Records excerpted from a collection
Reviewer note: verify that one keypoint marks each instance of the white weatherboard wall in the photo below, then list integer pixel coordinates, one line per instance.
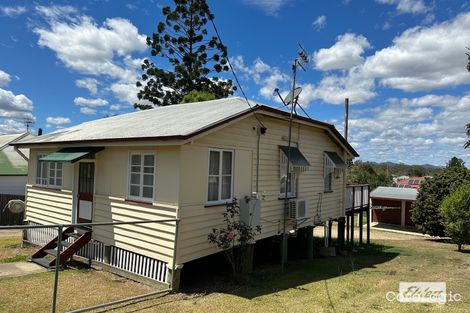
(111, 202)
(48, 206)
(197, 220)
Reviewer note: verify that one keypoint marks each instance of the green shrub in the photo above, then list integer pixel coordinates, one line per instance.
(455, 212)
(425, 211)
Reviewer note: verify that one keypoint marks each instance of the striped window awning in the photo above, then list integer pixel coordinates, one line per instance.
(336, 160)
(72, 155)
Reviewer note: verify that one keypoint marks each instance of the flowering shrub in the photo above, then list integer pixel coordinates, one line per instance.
(234, 238)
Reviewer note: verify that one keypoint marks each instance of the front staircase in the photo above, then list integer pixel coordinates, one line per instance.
(80, 237)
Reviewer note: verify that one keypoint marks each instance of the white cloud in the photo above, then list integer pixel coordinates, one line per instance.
(344, 54)
(334, 89)
(427, 129)
(13, 11)
(407, 6)
(57, 12)
(319, 23)
(93, 49)
(268, 77)
(58, 120)
(12, 127)
(14, 103)
(269, 7)
(115, 107)
(87, 111)
(424, 58)
(4, 78)
(13, 110)
(90, 102)
(90, 48)
(90, 84)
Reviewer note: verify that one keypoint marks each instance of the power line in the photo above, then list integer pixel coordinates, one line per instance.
(233, 71)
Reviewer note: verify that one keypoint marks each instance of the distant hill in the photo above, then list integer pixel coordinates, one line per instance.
(400, 169)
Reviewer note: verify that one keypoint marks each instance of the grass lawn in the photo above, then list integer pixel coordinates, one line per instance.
(355, 284)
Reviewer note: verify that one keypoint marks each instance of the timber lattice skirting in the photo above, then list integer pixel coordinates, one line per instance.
(113, 256)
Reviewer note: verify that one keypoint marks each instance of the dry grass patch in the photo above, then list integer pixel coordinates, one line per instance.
(77, 288)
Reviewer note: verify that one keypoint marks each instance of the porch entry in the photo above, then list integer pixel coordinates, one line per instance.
(86, 187)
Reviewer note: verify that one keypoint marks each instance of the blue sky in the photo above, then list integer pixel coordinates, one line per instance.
(401, 63)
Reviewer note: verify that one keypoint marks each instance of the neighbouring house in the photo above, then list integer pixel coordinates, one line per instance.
(184, 161)
(392, 205)
(410, 182)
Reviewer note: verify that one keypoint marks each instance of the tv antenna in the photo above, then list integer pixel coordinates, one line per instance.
(28, 122)
(292, 97)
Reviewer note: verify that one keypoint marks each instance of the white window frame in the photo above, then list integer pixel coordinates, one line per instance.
(282, 174)
(220, 175)
(141, 183)
(44, 181)
(328, 170)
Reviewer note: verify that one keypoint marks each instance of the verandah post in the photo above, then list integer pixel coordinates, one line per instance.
(361, 215)
(368, 215)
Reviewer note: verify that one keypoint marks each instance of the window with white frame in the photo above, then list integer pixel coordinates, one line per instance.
(328, 169)
(220, 175)
(49, 174)
(142, 176)
(292, 183)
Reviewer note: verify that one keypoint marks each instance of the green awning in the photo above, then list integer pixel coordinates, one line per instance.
(336, 159)
(72, 155)
(296, 157)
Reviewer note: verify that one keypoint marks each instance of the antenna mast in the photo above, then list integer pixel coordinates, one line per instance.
(301, 60)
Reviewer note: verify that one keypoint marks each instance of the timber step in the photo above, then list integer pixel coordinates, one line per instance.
(80, 237)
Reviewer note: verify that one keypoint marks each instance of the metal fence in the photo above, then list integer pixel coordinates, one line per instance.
(119, 258)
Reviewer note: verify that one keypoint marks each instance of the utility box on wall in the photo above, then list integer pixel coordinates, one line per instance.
(250, 210)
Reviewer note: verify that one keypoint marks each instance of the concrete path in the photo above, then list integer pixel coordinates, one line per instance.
(19, 269)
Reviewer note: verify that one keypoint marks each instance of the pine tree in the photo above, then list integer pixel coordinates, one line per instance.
(183, 40)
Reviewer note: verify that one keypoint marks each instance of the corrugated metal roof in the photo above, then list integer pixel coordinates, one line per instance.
(394, 193)
(11, 163)
(174, 122)
(167, 121)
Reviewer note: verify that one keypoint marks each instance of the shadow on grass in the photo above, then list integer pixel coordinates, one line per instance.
(211, 274)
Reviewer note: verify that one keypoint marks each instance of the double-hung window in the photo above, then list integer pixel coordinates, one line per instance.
(332, 163)
(220, 175)
(292, 182)
(328, 169)
(142, 176)
(49, 174)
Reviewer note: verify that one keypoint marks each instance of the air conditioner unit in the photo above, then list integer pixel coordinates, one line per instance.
(297, 209)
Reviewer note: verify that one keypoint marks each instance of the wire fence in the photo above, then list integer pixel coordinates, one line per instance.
(114, 257)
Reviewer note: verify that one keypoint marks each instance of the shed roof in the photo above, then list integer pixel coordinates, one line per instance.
(174, 122)
(394, 193)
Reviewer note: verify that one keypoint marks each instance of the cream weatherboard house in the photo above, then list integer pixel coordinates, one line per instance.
(184, 161)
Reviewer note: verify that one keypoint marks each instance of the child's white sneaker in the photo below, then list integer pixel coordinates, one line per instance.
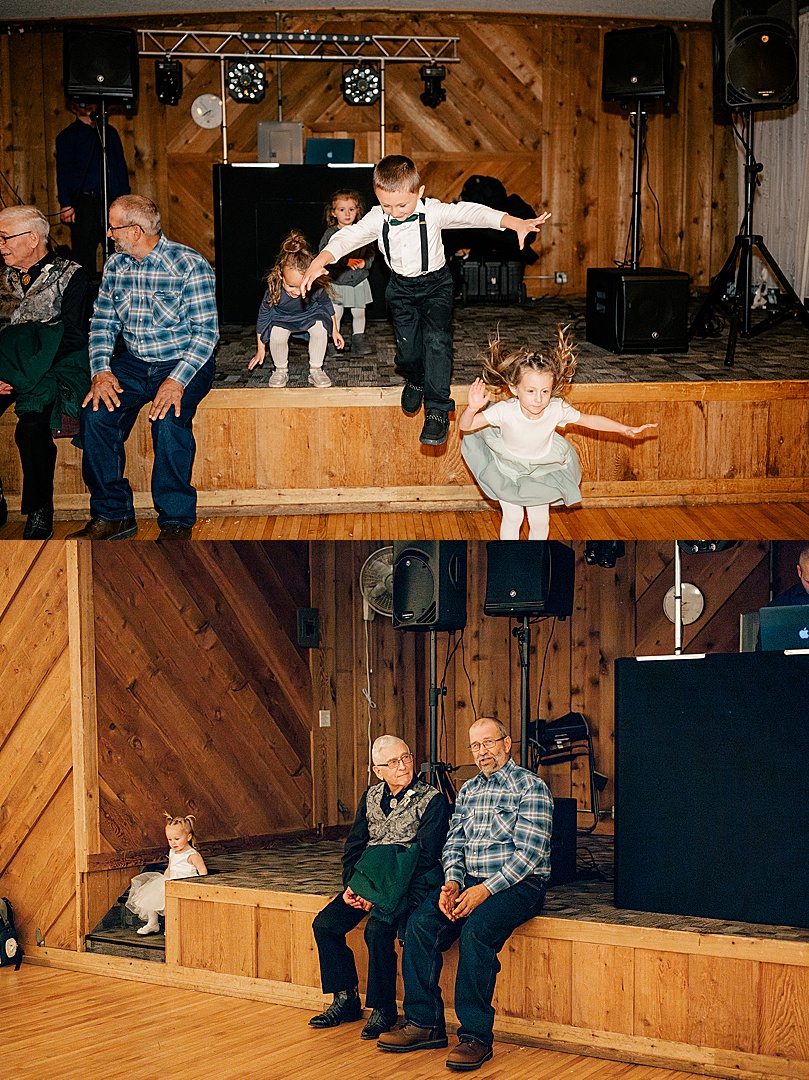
(319, 378)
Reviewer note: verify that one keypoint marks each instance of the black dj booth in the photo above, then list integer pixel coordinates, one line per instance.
(255, 206)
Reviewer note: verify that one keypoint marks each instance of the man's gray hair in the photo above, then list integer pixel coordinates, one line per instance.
(383, 746)
(138, 210)
(25, 219)
(501, 729)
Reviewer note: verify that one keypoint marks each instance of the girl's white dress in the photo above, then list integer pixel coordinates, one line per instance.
(524, 460)
(147, 891)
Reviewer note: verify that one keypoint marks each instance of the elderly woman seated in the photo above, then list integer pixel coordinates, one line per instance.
(44, 370)
(391, 861)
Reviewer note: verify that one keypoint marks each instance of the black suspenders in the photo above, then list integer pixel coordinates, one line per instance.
(422, 233)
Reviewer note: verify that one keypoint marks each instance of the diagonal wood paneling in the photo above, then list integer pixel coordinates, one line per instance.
(204, 700)
(37, 849)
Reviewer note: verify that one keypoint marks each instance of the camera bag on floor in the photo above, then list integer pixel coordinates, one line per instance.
(11, 952)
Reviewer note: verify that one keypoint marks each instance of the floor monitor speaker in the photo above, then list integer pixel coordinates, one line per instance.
(755, 53)
(528, 578)
(430, 584)
(637, 310)
(641, 64)
(100, 63)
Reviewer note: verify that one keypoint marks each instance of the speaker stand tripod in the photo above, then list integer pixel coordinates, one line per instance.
(740, 265)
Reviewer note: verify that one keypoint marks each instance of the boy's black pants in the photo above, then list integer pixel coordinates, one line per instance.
(422, 311)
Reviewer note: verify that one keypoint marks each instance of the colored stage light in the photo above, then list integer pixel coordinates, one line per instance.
(246, 82)
(361, 85)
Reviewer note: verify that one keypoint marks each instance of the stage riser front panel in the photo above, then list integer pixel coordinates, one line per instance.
(718, 1004)
(352, 449)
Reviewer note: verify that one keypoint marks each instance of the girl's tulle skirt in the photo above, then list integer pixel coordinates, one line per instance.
(508, 478)
(147, 894)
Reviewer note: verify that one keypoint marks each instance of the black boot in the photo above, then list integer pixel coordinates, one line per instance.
(346, 1007)
(380, 1021)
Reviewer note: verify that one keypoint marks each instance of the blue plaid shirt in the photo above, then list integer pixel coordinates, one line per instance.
(500, 829)
(163, 305)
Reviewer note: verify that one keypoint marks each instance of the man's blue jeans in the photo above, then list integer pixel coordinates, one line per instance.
(480, 937)
(104, 434)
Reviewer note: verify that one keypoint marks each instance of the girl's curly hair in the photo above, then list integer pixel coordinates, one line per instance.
(295, 254)
(504, 367)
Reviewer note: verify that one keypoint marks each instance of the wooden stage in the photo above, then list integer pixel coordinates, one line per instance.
(263, 451)
(710, 998)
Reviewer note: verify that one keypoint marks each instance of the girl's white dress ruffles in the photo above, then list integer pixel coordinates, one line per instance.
(147, 891)
(524, 460)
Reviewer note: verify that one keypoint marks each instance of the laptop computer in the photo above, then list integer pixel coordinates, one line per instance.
(785, 628)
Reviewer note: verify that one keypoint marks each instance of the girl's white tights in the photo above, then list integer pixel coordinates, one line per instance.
(539, 521)
(280, 346)
(358, 318)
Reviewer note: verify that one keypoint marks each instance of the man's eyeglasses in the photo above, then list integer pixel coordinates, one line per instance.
(394, 761)
(486, 744)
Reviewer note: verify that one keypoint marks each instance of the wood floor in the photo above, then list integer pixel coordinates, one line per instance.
(86, 1027)
(768, 521)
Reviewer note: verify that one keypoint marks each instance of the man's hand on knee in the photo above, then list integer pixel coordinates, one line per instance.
(104, 388)
(169, 395)
(469, 900)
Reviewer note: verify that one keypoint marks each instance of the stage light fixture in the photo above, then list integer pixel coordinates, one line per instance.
(361, 85)
(169, 81)
(604, 552)
(434, 93)
(246, 82)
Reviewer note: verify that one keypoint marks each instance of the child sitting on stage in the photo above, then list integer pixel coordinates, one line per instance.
(285, 310)
(147, 891)
(419, 295)
(350, 286)
(513, 448)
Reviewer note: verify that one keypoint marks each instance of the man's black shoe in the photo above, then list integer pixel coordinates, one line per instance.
(412, 397)
(434, 432)
(173, 531)
(345, 1009)
(96, 529)
(39, 525)
(379, 1022)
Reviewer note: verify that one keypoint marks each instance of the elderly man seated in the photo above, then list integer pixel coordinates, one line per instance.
(44, 370)
(391, 862)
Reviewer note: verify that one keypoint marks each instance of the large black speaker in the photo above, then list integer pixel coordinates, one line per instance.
(100, 63)
(637, 310)
(755, 53)
(641, 64)
(563, 841)
(429, 584)
(529, 577)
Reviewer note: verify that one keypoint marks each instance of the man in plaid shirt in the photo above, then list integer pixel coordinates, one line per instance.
(159, 296)
(497, 862)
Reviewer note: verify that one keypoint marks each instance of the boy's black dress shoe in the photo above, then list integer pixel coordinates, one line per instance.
(39, 525)
(434, 432)
(412, 397)
(96, 529)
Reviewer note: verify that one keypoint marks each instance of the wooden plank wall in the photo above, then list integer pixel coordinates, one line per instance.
(204, 700)
(523, 105)
(37, 845)
(617, 612)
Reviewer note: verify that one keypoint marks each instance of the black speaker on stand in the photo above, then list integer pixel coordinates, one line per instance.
(100, 66)
(755, 69)
(629, 309)
(430, 594)
(525, 579)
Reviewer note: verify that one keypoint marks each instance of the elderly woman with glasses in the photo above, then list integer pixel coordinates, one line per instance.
(391, 862)
(44, 369)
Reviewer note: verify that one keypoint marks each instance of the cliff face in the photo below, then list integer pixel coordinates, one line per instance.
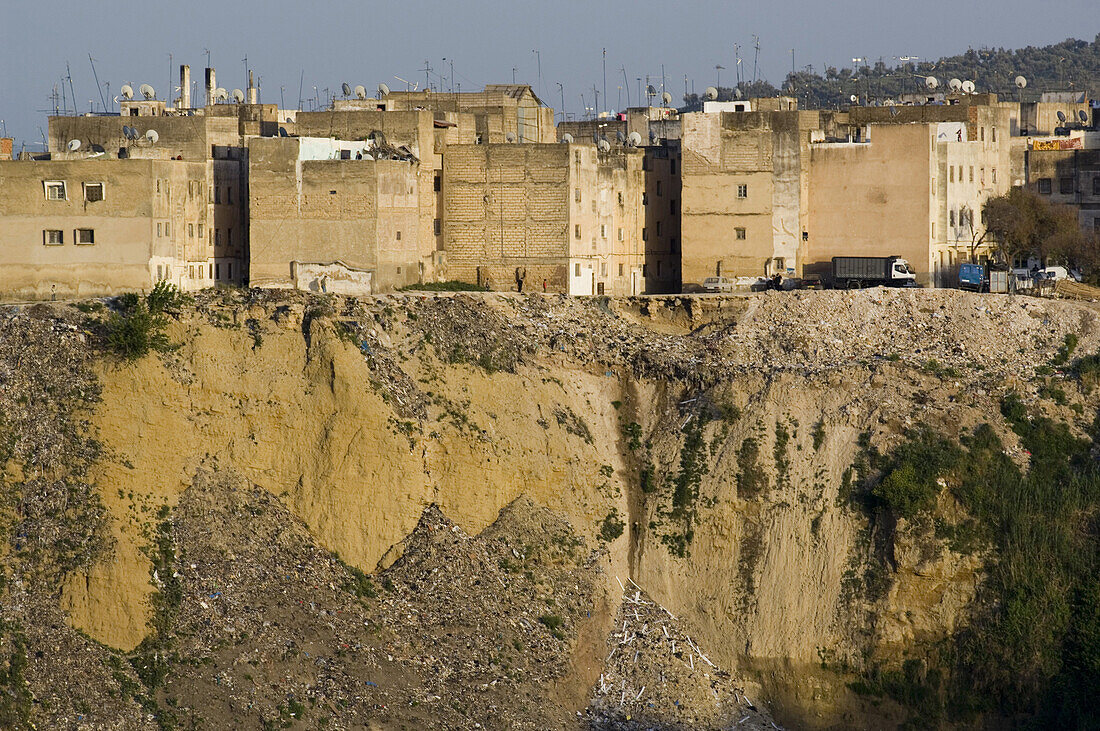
(711, 453)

Exercise objective ▸
Reproduce the listing above from the line that contains "the elderly man" through its final line, exactly and with nothing added. Omit the images.

Exercise answer ▸
Reviewer note: verify that one keypoint marks each instance of the elderly man seated in the photo above, then list integer pixel coordinates, one line per instance.
(44, 370)
(391, 862)
Reviewer note: verify that one keypoint marks each instance of the large black speaker in the photo above, then list integer pixel coordinates, one line per instance.
(100, 63)
(637, 310)
(755, 53)
(641, 64)
(563, 841)
(429, 584)
(529, 577)
Reviewer note: verify that one keypoint marks each instance of the man in plaid shirt in the photo above, then list integer pixel coordinates, one line per instance.
(159, 296)
(497, 862)
Reviewer note: verify that one keypoint marks each instance of the boy's black dress shoe in the photo above, then list integer pixel coordinates, one line per instance.
(39, 525)
(434, 432)
(412, 397)
(96, 529)
Reviewer note: verify that one keypoint marks each instance of the wooden plank wall in the photo above, then list integer pixel coordinates, one line per instance.
(204, 700)
(523, 105)
(37, 845)
(617, 612)
Reviewer note: verify that one keypoint marks each instance of the black speaker on stand in the photo above, then list integer pixel coordinates, one line per instance.
(100, 66)
(755, 69)
(629, 309)
(430, 594)
(525, 579)
Reviewer note: verify that one keypoint marks each instance of the elderly woman with glasses in the photo above, then list integer pixel coordinates, one line per instance.
(391, 862)
(44, 369)
Reviewer note: verify that one keypoint marks each instance of the cliff face in the photo below, then list integer pixel coordinates, one line per instance.
(711, 453)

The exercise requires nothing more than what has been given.